In vivo interaction of pulmonary intravascular macrophages with activated platelets in microvessels of equine lung after multiple exposures to halothane, isoflurane, and thiamylal: a comparative ultrastructural and cytochemical study.

This study explores how multiple exposures to different anesthetics – halothane, isoflurane, and thiamylal – affect the pulmonary intravascular macrophages (PIMs) in the lungs of horses. Findings indicate that halothane specifically causes changes in PIMs and their interactions with platelets in the lungs, while isoflurane and thiamylal do not provoke similar responses.

Methodology and Considerations

• The research observed the effects of the anesthetics halothane, isoflurane, and thiamylal on the pulmonary intravascular macrophages (PIMs) in equine lungs. PIMs are unique cells with a specialized surface layer predominantly composed of lipoproteins. Anesthetics, particularly halothane, caused changes in these cells.
• Researchers administered these anesthetics via inhalation and intravenous methods to ponies at increased intervals of 1, 2, and 6 weeks to observe and compare the effects of each.
• Particular focus was placed on how halothane, known to cause acute and chronic liver toxicity due to its transformation into trifluoroacetylated polypeptides, affected the PIMs and evoked a response.

Findings

• The study found that exposure to halothane resulted in a visible impact on the PIMs in equine lungs. The surface layer of the PIMs was redistributed into their internal system, causing an enlargement and enrichment of the Golgi apparatus – a part of the cell heavily involved in processing and packaging proteins – with acid phosphatase.
• This redistribution of the surface layer in PIMs caused by halothane also resulted in extensions of the cell membrane, which facilitated interactions with platelets within the narrow confines of the lung capillaries. This interaction developed into large aggregates of platelets.

Comparisons and Conclusions

• The anesthetics isoflurane and thiamylal sodium did not elicit the same responses. Despite causing redistribution of the surface layer in PIMs, they did not affect circulating platelets or invoke the enlargement and enrichment of the Golgi apparatus by acid phosphatase.
• Notably, despite being a lipid-soluble inhalant anesthetic like halothane, isoflurane showed very little biotransformation after use, implying that it has a lesser chance of producing harmful or altered by-products. No immune response was observed in the model used for the study, illustrating a key difference between these two anesthetics.
• The study’s findings provide important insights into the differing effects of various anesthetics on the lung cellular responses and interactions, which could have implications for their use in veterinary and human medicine.

* **WORK REQUEST**: Reproduce, word for word, the portion of the equine anesthetic study summary starting at "This study explores" and ending at "in these cells.".

* **EXTRACTED INFORMATION**:
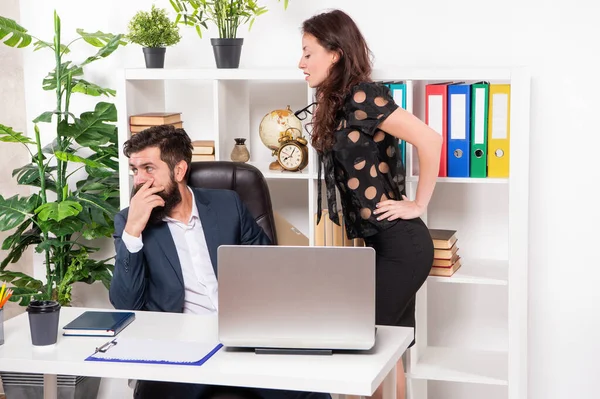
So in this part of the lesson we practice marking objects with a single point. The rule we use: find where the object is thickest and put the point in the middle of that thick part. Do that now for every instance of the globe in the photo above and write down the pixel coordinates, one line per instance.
(276, 124)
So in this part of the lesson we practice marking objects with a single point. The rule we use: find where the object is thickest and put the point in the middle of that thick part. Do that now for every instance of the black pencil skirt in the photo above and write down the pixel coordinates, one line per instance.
(404, 257)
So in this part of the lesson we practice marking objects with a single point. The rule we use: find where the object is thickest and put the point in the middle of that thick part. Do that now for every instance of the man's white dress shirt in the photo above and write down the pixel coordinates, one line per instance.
(198, 274)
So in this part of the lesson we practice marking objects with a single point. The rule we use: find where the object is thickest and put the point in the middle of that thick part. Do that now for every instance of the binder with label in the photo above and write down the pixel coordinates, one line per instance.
(499, 131)
(98, 323)
(436, 109)
(479, 128)
(155, 351)
(459, 129)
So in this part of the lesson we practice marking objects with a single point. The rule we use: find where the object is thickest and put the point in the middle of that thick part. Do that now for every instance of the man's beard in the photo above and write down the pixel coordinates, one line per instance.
(170, 195)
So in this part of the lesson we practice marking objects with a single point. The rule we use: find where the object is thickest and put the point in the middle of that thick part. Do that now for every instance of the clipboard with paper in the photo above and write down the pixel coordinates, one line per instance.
(153, 351)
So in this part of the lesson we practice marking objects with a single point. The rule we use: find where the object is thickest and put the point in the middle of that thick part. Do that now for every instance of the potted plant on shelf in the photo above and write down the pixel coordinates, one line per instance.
(227, 16)
(154, 31)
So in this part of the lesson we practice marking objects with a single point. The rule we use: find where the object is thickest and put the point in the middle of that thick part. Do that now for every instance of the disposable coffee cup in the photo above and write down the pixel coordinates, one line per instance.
(43, 322)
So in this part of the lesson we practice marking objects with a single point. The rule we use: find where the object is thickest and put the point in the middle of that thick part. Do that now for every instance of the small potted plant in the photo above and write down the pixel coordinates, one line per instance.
(228, 16)
(154, 31)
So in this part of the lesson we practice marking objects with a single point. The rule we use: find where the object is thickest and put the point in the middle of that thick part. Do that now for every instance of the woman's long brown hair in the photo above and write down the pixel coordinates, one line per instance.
(337, 32)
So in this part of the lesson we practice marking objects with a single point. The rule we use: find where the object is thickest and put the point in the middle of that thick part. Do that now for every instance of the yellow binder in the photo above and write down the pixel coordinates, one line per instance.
(499, 130)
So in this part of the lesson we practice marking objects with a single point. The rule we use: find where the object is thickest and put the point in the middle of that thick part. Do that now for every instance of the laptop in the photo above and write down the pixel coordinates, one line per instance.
(296, 297)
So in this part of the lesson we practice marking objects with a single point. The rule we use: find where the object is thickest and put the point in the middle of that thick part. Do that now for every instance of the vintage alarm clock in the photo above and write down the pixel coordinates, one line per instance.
(292, 154)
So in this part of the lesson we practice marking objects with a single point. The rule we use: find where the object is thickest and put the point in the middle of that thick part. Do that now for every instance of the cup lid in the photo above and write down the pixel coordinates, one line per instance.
(43, 306)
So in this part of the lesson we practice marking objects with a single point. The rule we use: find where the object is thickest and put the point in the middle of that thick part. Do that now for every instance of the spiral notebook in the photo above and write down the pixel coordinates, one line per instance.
(131, 350)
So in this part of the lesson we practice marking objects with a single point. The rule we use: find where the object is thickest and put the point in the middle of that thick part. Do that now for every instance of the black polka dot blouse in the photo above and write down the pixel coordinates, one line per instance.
(365, 163)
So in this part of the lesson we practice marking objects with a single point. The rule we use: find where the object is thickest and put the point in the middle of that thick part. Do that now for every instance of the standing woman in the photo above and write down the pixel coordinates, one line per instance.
(356, 127)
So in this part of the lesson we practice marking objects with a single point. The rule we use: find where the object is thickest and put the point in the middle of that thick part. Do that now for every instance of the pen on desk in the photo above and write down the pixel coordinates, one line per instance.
(106, 346)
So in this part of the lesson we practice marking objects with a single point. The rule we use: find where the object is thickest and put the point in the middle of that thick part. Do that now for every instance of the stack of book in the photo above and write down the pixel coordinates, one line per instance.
(445, 253)
(204, 150)
(140, 122)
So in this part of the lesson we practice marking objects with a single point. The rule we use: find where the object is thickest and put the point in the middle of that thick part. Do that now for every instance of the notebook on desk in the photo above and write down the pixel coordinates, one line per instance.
(98, 323)
(288, 298)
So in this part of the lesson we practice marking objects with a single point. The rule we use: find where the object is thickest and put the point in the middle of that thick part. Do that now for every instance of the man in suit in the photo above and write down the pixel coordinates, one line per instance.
(166, 247)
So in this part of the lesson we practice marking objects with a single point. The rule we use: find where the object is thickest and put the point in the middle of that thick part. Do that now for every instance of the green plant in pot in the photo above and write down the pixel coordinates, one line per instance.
(154, 31)
(227, 16)
(73, 173)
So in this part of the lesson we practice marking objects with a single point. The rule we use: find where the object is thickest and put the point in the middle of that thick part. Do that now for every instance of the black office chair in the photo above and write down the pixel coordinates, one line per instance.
(246, 180)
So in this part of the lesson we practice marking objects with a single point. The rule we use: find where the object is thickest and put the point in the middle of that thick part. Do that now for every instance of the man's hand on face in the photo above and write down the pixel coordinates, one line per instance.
(141, 206)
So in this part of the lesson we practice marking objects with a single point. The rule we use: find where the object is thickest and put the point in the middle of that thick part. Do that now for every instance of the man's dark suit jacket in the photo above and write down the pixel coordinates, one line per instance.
(151, 279)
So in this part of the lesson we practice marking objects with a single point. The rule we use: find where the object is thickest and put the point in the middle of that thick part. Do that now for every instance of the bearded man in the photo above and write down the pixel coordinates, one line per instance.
(166, 247)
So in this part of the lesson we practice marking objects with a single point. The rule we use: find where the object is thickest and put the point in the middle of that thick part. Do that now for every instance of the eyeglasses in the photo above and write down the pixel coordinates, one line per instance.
(304, 112)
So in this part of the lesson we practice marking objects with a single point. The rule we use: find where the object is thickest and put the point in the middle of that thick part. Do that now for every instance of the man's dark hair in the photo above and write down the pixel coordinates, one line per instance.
(174, 144)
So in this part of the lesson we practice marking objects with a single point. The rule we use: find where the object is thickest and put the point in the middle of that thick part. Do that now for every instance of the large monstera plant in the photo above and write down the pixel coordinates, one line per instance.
(74, 176)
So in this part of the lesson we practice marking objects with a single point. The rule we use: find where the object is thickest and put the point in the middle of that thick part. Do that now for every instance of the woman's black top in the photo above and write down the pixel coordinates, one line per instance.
(365, 163)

* **EXERCISE RESPONSE**:
This study explores how multiple exposures to different anesthetics – halothane, isoflurane, and thiamylal – affect the pulmonary intravascular macrophages (PIMs) in the lungs of horses. Findings indicate that halothane specifically causes changes in PIMs and their interactions with platelets in the lungs, while isoflurane and thiamylal do not provoke similar responses.

Methodology and Considerations

• The research observed the effects of the anesthetics halothane, isoflurane, and thiamylal on the pulmonary intravascular macrophages (PIMs) in equine lungs. PIMs are unique cells with a specialized surface layer predominantly composed of lipoproteins. Anesthetics, particularly halothane, caused changes in these cells.